TEXTE FOURNI:
····················
Les journalistes parlent du journalisme et d’eux-mêmes

Quand Abdallah Bensmaïn convoque l’information et interroge ses collègues!


Par Najib Mouhtadi *
Vendredi 4 Décembre 2015

Les journalistes parlent rarement d’eux-mêmes et encore moins du journalisme. Pourtant, c’est la tache à laquelle s’est attelé studieusement Abdallah Bensmaïn, journaliste et auteur de cet ouvrage intitulé : «Alors l’information ? Les journalistes parlent du journalisme… et d’eux-mêmes». En optant pour le témoignage, l’auteur se livre à un exercice ardu, par lequel il voulait faire parler les journalistes pour ce qui devait être vraisemblablement un ouvrage de révélations sur la presse.
C’est un ouvrage très prenant et qui se lit d’un trait, tellement soigné et richement parsemé de citations de sociologues, de sémiologues ou encore de psychanalystes qu’il affectionne particulièrement. En tout cas, le texte est bien élaboré et suffisamment documenté et référencé, côté témoignages. L’auteur de par sa formation et ses lectures savantes, invite sans fioriture à la lecture passionnée d’un texte dense et si captivant qu’on aurait dit une nouvelle… En tout cas, il ouvre l’appétit à une lecture croisée d’autres ouvrages qu’il mentionne incidemment et abondamment au gré des faits relatés.
 «Alors l’information ? Les journalistes parlent du journalisme… et d’eux-mêmes», paru aux Editions Afrique Orient en 2015, n’est pas en définitive un livre sur la presse marocaine uniquement, ni un livre théorique…, et de l’avis de l’auteur lui-même, il serait «un livre-témoignage par les journalistes sur la presse»! On comprend dès lors son souci de vouloir traiter sous le vocable «témoignage» ce que disent et pensent les journalistes. En dépit des difficultés rencontrées, il avoue avoir recueilli personnellement certains des témoignages décrits, mais qu’il a aussi épluché le reste, qui dans des articles de presse, qui dans des livres. Nous dirions qu’il a procédé par le truchement d’une méthode mixte alliant le quantitatif et le documentaire, ce qui n’est pas une mince affaire.
····················
DONNÉES EXTRAITES:
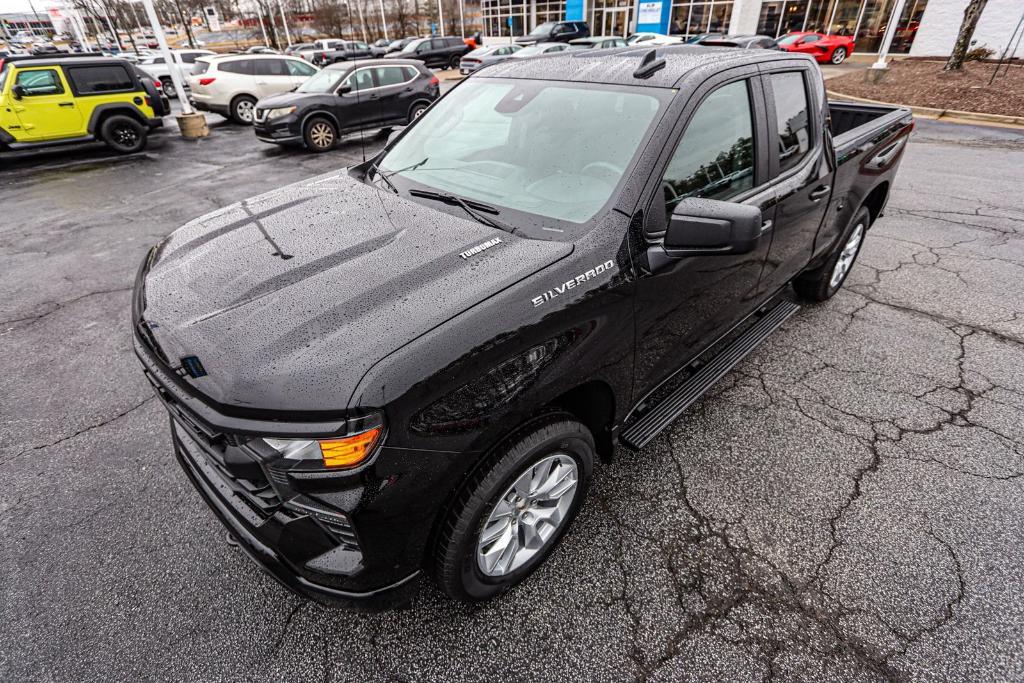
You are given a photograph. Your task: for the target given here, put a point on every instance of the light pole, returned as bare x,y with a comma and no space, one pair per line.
384,20
288,36
887,40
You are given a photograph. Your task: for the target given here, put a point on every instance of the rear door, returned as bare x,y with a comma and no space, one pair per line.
799,166
393,92
47,109
272,77
719,151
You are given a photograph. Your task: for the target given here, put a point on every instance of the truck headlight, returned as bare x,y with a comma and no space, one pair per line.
341,453
278,113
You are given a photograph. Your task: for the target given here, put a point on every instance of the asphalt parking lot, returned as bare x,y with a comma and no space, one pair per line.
844,506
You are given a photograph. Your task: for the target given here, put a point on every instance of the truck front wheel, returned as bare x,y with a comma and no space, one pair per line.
514,509
823,282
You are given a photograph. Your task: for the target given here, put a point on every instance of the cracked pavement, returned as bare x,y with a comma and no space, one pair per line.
846,505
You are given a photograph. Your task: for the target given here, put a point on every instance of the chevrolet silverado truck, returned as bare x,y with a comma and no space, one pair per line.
413,366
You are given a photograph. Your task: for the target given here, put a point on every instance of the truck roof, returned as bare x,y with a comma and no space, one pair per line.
619,66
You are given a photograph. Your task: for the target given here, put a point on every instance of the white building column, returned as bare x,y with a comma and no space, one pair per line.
744,16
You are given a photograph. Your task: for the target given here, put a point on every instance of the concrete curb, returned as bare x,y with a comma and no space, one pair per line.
952,116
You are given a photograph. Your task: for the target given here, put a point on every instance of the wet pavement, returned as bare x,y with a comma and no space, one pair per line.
846,505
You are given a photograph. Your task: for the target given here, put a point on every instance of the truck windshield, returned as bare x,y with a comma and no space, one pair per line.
542,150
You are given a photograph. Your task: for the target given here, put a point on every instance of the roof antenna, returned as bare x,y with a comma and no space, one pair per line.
649,66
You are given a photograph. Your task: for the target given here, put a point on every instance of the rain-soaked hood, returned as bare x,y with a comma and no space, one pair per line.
288,298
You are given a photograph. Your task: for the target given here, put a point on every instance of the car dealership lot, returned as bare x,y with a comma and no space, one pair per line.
846,505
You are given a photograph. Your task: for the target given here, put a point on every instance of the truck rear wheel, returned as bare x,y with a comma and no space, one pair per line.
123,134
823,282
514,509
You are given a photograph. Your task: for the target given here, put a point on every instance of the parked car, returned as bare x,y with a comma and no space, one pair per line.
745,42
230,85
555,32
183,60
826,49
537,49
346,97
419,365
692,40
438,52
598,42
644,39
47,100
346,51
483,56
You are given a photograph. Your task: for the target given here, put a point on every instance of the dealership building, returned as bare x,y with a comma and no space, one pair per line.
925,27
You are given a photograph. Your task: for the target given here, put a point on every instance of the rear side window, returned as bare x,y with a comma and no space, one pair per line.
299,68
40,82
105,78
715,157
792,118
270,68
391,76
237,67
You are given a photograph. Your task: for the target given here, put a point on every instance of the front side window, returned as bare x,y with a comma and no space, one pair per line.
545,151
360,80
90,80
792,118
715,157
40,82
297,68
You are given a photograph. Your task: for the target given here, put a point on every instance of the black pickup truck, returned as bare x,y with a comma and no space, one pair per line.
415,365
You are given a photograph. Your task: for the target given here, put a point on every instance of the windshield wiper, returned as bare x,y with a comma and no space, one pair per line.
377,170
472,207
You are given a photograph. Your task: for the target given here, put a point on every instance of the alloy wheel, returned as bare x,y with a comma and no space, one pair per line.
245,110
846,256
322,135
527,515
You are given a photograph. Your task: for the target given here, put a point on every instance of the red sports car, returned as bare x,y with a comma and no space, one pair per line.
826,49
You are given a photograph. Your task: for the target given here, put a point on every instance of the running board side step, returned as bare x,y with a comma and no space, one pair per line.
641,432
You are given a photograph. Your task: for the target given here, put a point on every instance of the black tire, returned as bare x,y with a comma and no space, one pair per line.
243,110
417,110
123,134
821,284
457,567
320,134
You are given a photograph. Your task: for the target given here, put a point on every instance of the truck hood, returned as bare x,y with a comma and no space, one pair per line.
288,298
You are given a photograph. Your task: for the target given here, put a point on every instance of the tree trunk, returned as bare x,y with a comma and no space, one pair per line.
971,15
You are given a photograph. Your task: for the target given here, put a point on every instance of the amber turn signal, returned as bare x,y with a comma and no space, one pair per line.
349,451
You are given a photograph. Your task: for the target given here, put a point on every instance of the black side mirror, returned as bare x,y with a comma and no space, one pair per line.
706,227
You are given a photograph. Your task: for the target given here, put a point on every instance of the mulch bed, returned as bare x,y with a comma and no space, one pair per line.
922,83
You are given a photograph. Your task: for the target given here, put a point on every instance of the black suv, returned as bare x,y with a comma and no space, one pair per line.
345,97
555,32
443,52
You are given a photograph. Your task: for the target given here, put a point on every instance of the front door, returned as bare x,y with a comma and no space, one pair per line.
684,306
356,107
47,109
801,169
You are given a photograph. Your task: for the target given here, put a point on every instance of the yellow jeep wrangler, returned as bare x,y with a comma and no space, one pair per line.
55,99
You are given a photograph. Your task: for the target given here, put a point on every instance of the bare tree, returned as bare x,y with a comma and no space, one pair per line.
971,15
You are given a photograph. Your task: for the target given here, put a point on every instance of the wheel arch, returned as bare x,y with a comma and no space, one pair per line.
103,112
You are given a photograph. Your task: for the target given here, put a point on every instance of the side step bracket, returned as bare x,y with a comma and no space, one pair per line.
664,414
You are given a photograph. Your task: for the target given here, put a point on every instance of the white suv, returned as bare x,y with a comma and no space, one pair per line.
230,85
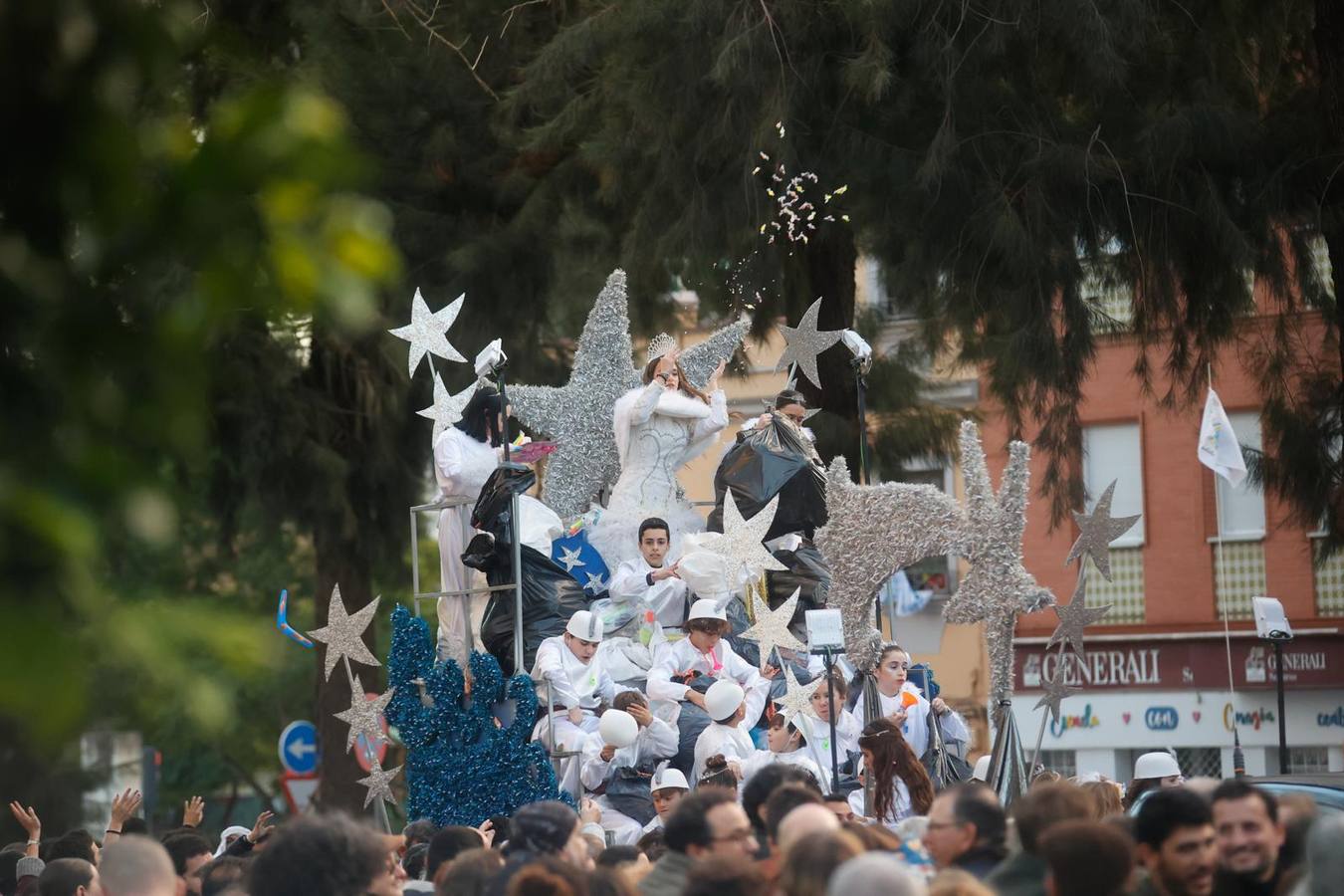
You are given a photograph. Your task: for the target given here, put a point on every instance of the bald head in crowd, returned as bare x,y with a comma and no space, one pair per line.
137,866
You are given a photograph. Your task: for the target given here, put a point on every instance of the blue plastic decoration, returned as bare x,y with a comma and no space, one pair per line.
461,765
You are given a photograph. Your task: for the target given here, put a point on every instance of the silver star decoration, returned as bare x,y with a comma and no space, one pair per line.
1097,530
742,539
578,415
427,331
1074,617
363,714
771,629
802,342
797,699
379,784
344,634
446,408
570,559
1055,692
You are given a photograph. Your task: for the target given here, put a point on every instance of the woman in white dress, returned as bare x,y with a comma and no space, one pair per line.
465,454
659,427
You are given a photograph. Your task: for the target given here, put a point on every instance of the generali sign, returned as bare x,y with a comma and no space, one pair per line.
1314,661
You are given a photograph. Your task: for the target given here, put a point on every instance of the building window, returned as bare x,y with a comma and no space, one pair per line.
1114,453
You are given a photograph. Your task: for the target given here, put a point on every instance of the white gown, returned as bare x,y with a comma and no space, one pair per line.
657,430
461,466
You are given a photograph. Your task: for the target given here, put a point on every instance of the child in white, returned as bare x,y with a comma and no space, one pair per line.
653,742
702,650
649,577
726,704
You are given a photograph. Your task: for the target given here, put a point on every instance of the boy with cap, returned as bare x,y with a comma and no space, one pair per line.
725,702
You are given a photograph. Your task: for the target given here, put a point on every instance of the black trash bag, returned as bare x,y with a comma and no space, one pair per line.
767,461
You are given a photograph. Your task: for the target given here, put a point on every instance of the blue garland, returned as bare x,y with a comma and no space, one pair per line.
460,766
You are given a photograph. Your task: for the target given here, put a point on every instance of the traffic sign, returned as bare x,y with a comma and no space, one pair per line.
299,747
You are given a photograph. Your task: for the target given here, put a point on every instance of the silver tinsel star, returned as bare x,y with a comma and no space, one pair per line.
363,714
742,539
772,626
797,699
342,633
1097,530
379,784
427,331
570,559
446,408
802,342
1075,617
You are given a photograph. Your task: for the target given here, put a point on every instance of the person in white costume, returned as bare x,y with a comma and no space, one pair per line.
465,454
659,427
655,742
703,650
649,577
725,735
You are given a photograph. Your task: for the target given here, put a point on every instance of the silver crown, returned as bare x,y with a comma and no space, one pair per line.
660,345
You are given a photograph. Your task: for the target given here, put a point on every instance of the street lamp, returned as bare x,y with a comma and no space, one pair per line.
1271,625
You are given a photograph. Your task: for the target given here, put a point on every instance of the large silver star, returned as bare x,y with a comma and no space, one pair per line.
802,342
344,634
427,332
797,699
1074,617
379,784
363,715
1097,530
771,629
742,539
446,408
570,559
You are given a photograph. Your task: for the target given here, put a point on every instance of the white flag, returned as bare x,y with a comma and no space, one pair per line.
1218,446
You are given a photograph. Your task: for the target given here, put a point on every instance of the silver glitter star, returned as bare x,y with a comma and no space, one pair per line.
363,714
427,331
379,784
570,559
446,408
771,629
802,342
1074,617
1055,692
797,699
742,539
1097,530
344,634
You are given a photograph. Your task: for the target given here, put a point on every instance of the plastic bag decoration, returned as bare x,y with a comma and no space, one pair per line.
461,768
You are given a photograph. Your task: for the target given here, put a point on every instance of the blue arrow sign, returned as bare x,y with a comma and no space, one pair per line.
299,747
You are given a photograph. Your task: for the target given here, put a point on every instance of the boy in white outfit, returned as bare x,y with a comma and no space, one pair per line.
655,742
649,577
725,702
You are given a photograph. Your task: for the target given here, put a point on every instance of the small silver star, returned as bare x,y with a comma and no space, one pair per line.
570,559
1074,617
363,714
379,784
772,626
1097,530
446,408
427,331
802,342
1055,692
797,699
344,634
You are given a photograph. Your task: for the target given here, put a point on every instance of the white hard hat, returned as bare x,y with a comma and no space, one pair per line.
584,626
722,699
1156,765
618,729
668,780
707,610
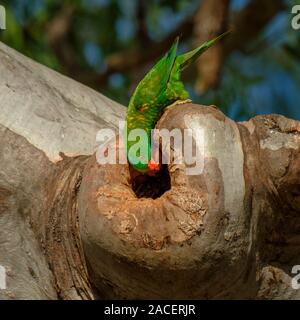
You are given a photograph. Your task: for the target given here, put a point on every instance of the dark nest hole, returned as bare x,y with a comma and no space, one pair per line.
145,186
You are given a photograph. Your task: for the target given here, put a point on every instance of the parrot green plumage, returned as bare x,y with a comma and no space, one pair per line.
160,88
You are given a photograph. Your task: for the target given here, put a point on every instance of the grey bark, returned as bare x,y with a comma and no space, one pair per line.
73,229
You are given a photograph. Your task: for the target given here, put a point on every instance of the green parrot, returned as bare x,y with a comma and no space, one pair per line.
160,88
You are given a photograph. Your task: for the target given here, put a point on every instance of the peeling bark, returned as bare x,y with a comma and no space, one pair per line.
74,229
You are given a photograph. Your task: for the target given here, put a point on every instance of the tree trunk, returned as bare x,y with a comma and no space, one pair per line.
74,229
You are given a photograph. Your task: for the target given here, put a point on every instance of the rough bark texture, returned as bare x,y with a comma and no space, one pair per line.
74,229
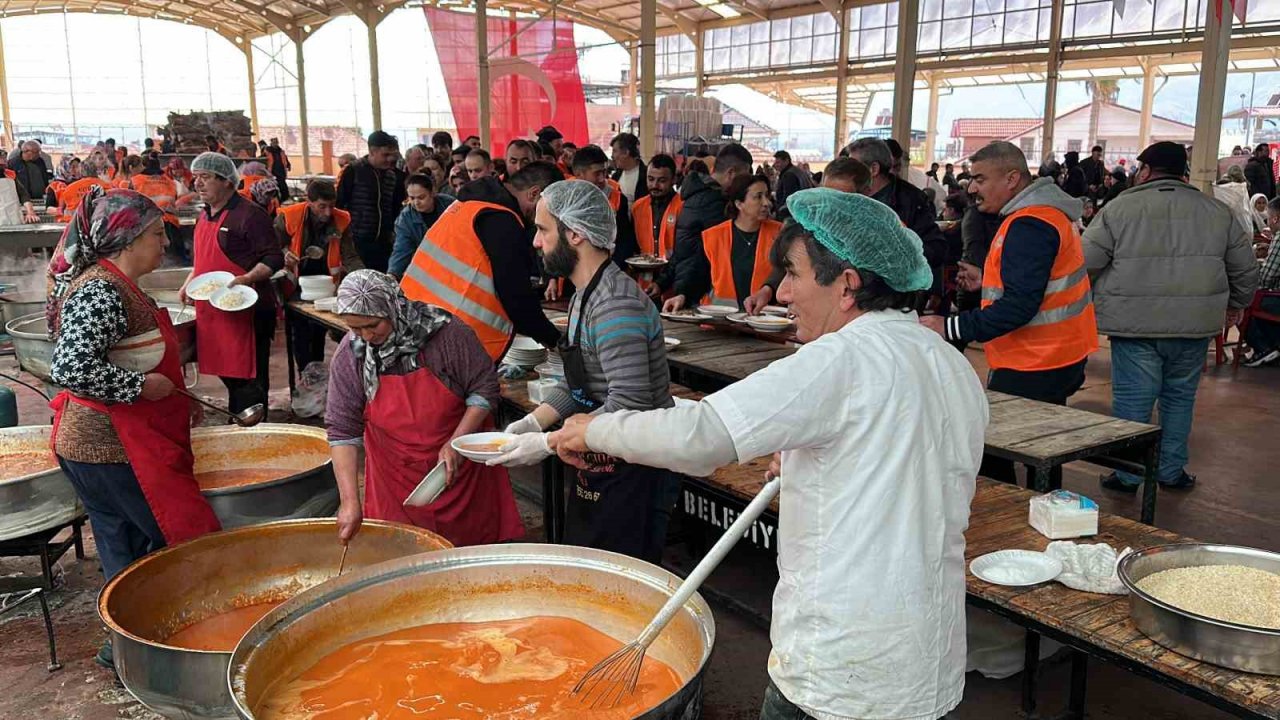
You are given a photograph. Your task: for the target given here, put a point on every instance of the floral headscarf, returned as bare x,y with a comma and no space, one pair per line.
378,295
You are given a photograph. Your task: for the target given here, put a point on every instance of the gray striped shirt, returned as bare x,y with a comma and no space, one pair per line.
622,349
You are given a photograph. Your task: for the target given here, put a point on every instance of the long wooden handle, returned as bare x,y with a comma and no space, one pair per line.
709,563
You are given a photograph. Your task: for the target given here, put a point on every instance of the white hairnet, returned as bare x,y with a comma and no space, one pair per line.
218,164
584,209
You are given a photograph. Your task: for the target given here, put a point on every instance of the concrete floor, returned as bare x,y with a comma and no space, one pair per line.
1233,451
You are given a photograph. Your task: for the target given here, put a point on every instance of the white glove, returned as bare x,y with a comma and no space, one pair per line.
526,424
529,449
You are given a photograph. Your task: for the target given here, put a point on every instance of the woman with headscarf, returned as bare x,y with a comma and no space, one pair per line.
68,172
403,383
122,432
····················
À FAIRE:
1. D'après la recension de l'ouvrage d'Abdallah Bensmaïn, chez quel éditeur ce livre a-t-il paru ?
2. Traduisez en anglais cette phrase de la recension de l'ouvrage d'Abdallah Bensmaïn : « Les journalistes parlent rarement d’eux-mêmes et encore moins du journalisme. »
3. Poursuivez la recension de l'ouvrage d'Abdallah Bensmaïn à la suite de sa dernière phrase.

RÉPONSES RÉDIGÉES:
1. Aux Editions Afrique Orient.

2. Journalists rarely talk about themselves, and even less about journalism.

3.
Conscient d’être, à la fois, sujet et objet d’étude, l’auteur se positionne objectivement dès le départ pour aborder un champ d’actions et de savoir, ardu et parsemé d’embûches, et qui requiert lucidité, sérieux et témérité. En s’attachant à l’écrit et au témoignage documenté, il explique avoir «voulu faire de l’exactitude un trait de caractère» de ce livre, tout en espérant «que le fair-play s’imposera à ceux qui sont «mal cités» ! Une manière élégante d’anticiper les «dégâts» qu’une pareille entreprise est censée occasionner sur le chemin de son accomplissement. Car chacun des noms évoqués, qu’ils soient débutants ou vétérans, peu connus ou habitués des plateaux de TV, des grands quotidiens au Maroc, en France, en Algérie ou ailleurs, chacun d’eux - au gré des faits mentionnés - en a eu pour son grade…
Et là, l’auteur a tenu sa promesse, non pas que son jugement soit le meilleur, mais il a tenu à rester fidèle à lui-même en exprimant ses opinions dans leur plénitude, la sincérité, le choix du juste. Il corrige et redresse l’exactitude de l’information relatée, et n’hésite pas à rétablir la vérité et les faits, comme le ferait un rédacteur en chef soucieux d’objectivité.
Pour ce faire, il entame son «plaidoyer» par un thème problématique ; à savoir la diffamation entre approche normative et volet éthique et déontologique. En citant des cas précis de procès en diffamation, il a cherché à percevoir ce qui est infâme de ce qui est diffamant ; ce hiatus qui divise les uns et les autres, ce revers de médaille qui colle à toute presse se résignant à braver le non-dit, à briser l’omerta ou à tenter le chemin rocailleux de l’investigation parfois dangereux par nombre de ses escarpes.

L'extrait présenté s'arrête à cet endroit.